> [Task material]:

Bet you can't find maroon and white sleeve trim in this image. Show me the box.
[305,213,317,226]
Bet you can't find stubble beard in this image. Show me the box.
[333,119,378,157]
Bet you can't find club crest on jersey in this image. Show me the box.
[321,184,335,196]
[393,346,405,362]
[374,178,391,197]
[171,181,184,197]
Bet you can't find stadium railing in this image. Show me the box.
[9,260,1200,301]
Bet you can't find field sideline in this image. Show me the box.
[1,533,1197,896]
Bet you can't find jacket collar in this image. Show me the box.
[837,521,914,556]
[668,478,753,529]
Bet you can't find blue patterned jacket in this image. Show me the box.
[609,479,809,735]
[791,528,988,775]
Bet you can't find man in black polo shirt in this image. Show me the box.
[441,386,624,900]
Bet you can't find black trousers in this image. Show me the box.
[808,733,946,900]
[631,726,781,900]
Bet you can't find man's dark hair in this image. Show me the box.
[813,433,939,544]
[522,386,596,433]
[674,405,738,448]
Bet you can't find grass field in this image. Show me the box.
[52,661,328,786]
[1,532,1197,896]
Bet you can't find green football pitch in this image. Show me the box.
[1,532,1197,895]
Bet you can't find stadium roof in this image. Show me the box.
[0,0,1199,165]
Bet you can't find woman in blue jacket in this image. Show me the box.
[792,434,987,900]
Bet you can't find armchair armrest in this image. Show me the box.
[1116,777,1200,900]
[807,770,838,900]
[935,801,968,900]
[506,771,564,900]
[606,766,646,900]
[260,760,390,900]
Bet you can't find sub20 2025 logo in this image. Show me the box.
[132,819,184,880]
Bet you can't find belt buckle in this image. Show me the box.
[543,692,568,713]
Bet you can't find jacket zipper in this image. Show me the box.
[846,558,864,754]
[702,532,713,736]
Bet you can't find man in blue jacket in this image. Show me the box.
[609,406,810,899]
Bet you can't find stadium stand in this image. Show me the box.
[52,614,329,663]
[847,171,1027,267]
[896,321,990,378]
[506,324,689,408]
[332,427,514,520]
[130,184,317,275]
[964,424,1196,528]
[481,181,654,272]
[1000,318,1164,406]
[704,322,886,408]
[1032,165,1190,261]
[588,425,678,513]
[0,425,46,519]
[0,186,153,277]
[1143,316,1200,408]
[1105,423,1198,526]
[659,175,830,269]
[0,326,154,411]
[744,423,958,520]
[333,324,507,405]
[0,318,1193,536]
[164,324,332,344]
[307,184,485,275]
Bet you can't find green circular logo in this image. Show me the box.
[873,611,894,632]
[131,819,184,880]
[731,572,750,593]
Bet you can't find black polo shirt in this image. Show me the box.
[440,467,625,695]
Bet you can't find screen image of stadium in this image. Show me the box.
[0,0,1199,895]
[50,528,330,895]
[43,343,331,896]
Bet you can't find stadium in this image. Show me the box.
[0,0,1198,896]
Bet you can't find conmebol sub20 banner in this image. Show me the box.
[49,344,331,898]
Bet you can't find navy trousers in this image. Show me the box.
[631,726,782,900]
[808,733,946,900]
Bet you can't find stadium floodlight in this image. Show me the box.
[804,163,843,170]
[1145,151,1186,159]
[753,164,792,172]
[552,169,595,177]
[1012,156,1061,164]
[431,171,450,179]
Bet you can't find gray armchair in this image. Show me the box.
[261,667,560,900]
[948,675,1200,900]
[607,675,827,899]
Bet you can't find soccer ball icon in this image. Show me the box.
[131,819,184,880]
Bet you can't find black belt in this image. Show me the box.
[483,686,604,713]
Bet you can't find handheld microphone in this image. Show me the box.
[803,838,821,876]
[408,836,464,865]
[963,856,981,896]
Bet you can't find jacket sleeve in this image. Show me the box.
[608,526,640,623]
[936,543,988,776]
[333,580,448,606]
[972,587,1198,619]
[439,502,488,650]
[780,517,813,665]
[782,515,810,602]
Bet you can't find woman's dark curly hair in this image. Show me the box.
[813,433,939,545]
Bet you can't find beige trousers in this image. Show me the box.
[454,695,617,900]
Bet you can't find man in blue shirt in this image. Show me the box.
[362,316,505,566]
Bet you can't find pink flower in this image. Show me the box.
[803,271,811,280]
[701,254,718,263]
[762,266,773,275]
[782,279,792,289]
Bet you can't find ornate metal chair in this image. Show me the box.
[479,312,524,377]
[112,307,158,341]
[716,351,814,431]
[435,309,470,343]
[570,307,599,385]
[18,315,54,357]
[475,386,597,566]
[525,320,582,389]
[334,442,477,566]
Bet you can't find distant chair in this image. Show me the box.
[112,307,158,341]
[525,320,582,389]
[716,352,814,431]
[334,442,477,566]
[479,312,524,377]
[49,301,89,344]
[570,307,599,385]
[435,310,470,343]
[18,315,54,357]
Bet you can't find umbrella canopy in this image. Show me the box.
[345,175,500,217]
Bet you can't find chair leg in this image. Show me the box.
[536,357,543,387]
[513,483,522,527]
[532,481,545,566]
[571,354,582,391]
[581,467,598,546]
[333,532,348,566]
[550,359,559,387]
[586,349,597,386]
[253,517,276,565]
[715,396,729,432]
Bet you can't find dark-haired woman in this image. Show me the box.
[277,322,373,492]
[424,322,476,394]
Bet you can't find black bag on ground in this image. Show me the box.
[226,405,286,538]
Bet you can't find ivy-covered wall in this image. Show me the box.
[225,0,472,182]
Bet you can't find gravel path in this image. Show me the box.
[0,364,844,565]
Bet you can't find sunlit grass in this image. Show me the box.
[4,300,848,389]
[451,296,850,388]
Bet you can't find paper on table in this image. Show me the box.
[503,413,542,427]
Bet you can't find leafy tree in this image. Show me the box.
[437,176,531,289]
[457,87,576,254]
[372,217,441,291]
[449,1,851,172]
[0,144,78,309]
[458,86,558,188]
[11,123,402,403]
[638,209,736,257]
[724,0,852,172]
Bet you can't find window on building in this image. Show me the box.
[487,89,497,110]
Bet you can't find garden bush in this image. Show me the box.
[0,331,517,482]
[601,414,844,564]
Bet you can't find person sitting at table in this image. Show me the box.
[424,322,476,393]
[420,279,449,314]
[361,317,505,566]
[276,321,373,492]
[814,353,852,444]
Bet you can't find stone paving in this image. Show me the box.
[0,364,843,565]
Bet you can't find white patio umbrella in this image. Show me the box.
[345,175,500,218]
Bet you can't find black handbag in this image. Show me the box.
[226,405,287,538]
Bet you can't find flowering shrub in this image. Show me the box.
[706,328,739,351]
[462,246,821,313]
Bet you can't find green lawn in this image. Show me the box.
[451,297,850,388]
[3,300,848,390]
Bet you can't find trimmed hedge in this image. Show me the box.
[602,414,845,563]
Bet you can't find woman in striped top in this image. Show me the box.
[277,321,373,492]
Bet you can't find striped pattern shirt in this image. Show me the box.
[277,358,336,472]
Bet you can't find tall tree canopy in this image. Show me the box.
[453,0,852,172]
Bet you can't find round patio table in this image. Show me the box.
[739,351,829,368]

> [Aim of the task]:
What you return should match every line above exactly.

> [Written reply]:
Bet you can't find maroon and white sleeve trim in this image. Show me the box.
[305,213,317,226]
Bet you can't find stubble beard in this image. Show me the box.
[333,119,378,157]
Bet you can't find club crest on jersey in this image. Show me the box.
[321,184,335,196]
[393,346,405,362]
[374,178,391,197]
[171,181,184,197]
Bet you can't find stadium railing in this image. Show me the box.
[9,260,1200,301]
Bet you can't find field sideline in this image. Show me the box.
[1,533,1197,896]
Bet you can't find jacket collar in this image. Show me the box.
[837,521,914,556]
[668,478,753,529]
Bet you can't find blue patterned jacket in this image. Show me the box.
[609,479,809,735]
[791,528,988,775]
Bet you can't find man in black polo shirt in this image. Show me the box.
[441,386,624,900]
Bet you can't find black trousers in this image. Show me the box.
[808,733,946,900]
[631,726,781,900]
Bet you can't find man's dark hair in this image. Show me the box.
[813,433,939,544]
[522,386,596,433]
[674,405,738,448]
Bet you can't find grass field in this image. Show me the box.
[52,661,328,786]
[1,532,1197,896]
Bet you can't find green football pitch in this image. Show me the box.
[1,532,1197,895]
Bet you can't find stadium roof in this image. Show me the box.
[0,0,1199,165]
Bet you can't find woman in blue jacket in this image. Show me the box.
[792,434,987,900]
Bet you can't find armchair armrest in this image. Show me the box.
[1116,777,1200,900]
[807,770,838,900]
[935,801,968,900]
[506,771,564,900]
[606,766,646,900]
[260,760,390,900]
Bet you can't find sub20 2025 logo in this image. Show me the box.
[132,819,184,880]
Bet you can't find belt buckle in this image. Show me the box.
[543,692,568,713]
Bet you can't find jacket zipper in this image. Show me the box.
[846,558,864,754]
[702,532,713,736]
Bet you can't find man in blue jacket in this image. Show me the box.
[609,406,810,899]
Bet you can't find stadium stand in this image. Show me the box.
[52,614,329,663]
[847,171,1027,267]
[896,321,990,378]
[506,324,689,408]
[332,427,514,520]
[130,184,317,275]
[964,424,1196,528]
[481,181,654,272]
[1000,318,1164,406]
[704,322,886,408]
[1032,165,1190,261]
[588,425,678,513]
[0,425,46,519]
[0,186,153,277]
[1143,316,1200,408]
[1105,423,1198,526]
[659,175,830,269]
[0,326,154,411]
[744,423,958,520]
[333,324,507,405]
[0,318,1193,536]
[164,324,332,344]
[307,184,485,275]
Bet you can't find green circular logo in this image. Show me the box.
[873,611,894,632]
[131,819,184,880]
[731,572,750,593]
Bet you can't find black polo shirt in this image. Show me the box.
[440,467,625,695]
Bet you can't find screen image of stadium in this image. Show me the box.
[0,0,1199,895]
[50,528,330,895]
[43,343,331,896]
Bet you can't find stadium in this image. Show me the box.
[0,0,1198,896]
Bet you can't find conmebol sub20 banner in this image. Show me the box.
[49,344,331,898]
Bet you can't find navy trousers in this image. Show me the box.
[631,726,782,900]
[808,733,946,900]
Bet you can't find stadium floodlight in this image. Show me the box.
[804,163,843,170]
[1145,151,1186,159]
[753,164,792,172]
[552,169,595,177]
[1012,156,1061,164]
[431,171,450,179]
Bet you can't find gray armchair in this image. Show me the box.
[261,667,560,900]
[948,675,1200,900]
[607,675,827,899]
Bet you can't find soccer ball icon in this image. Show me the box.
[131,819,184,880]
Bet you can't find black belt in this image. Show me the box.
[483,686,604,713]
Bet you can't find handheld microphone in this image. Show me the box.
[803,838,821,876]
[408,836,464,865]
[963,856,981,896]
Bet you can't find jacket sleeve in this image. Show me the box.
[608,526,640,623]
[936,543,988,776]
[333,580,448,606]
[972,587,1198,619]
[439,502,488,650]
[780,517,813,665]
[782,515,810,602]
Bet you can't find woman's dark curly hair in this image. Show me the box.
[813,433,939,545]
Bet you can't find beige trousers in this image. Show me the box.
[454,695,617,900]
Bet you can't find man in blue shirt in this image. Show me the box.
[362,316,505,566]
Bet you can't find pink flower in this image. Show me the box.
[803,271,811,280]
[701,254,718,263]
[762,266,773,275]
[782,279,792,289]
Bet you can't find ornate metal chair in this image. Show me the box.
[479,312,524,377]
[112,307,158,341]
[716,351,814,431]
[435,309,470,343]
[570,307,599,385]
[18,315,54,357]
[475,386,597,566]
[525,320,582,389]
[334,442,477,566]
Bet you can't find distant chair in this image. Show me the box.
[112,307,158,341]
[525,320,582,389]
[716,352,814,431]
[334,442,477,566]
[479,312,524,377]
[49,301,89,344]
[570,307,599,385]
[435,310,470,343]
[18,315,54,357]
Bet you can't find umbrella canopy in this image. Show me the box.
[345,175,500,217]
Bet you can't find chair leg in this image. Show me the box.
[536,357,543,387]
[513,483,522,527]
[532,481,545,566]
[571,354,582,391]
[581,467,598,546]
[333,532,348,566]
[550,359,559,387]
[586,349,597,386]
[253,517,276,565]
[715,396,729,432]
Bet you can't find dark-haired woman in this image. Show me the box.
[277,322,373,492]
[424,322,476,394]
Bet you can't find black bag on ground in this image. Show me the box.
[226,405,286,538]
Bet you can't find ivy-covered wall in this image. Show me the box.
[225,0,472,182]
Bet you can't find gravel path in this image. Show me the box.
[0,364,844,565]
Bet you can't find sunlit grass in this image. Show me the box.
[4,300,848,389]
[451,296,850,388]
Bet you can't find paper on table in this image. Show me the box.
[503,413,542,427]
Bet you can't find leafy tree in this image. Show me the box.
[437,176,531,289]
[457,87,576,254]
[372,217,441,291]
[449,1,851,172]
[0,144,78,309]
[458,86,558,188]
[11,123,402,403]
[638,209,736,257]
[724,0,852,172]
Bet you can't find window on building in this image. Show me the box.
[487,89,497,110]
Bet you can't find garden bush in this image. Show me the box.
[0,331,517,482]
[601,414,844,564]
Bet you can't find person sitting at table in this image. Show me the box.
[424,322,476,393]
[420,279,449,314]
[361,317,505,566]
[276,321,373,492]
[814,353,852,444]
Bet you can't find stone paving in this image. Show me the box.
[0,364,843,565]
Bet you can't find white patio umbrella in this image. Show me the box.
[345,175,500,218]
Bet you can't find black handbag in this image. Show me the box.
[226,405,287,538]
Bet you can't find flowering shrub in this image. Show me the box.
[706,328,739,351]
[462,246,821,313]
Bet you can't find green lawn in this image. Show me the box.
[451,297,850,388]
[3,300,848,390]
Bet you can't find trimmed hedge in this image. Show me the box.
[602,414,845,563]
Bet you can't find woman in striped top in this image. Show me the box.
[277,321,373,492]
Bet you can't find striped pattern shirt in this image. Show me the box.
[277,358,336,472]
Bet you can't find tall tree canopy in this image. Show me the box.
[453,0,852,172]
Bet you can't find round patio table in this image. Show me the box.
[739,351,829,368]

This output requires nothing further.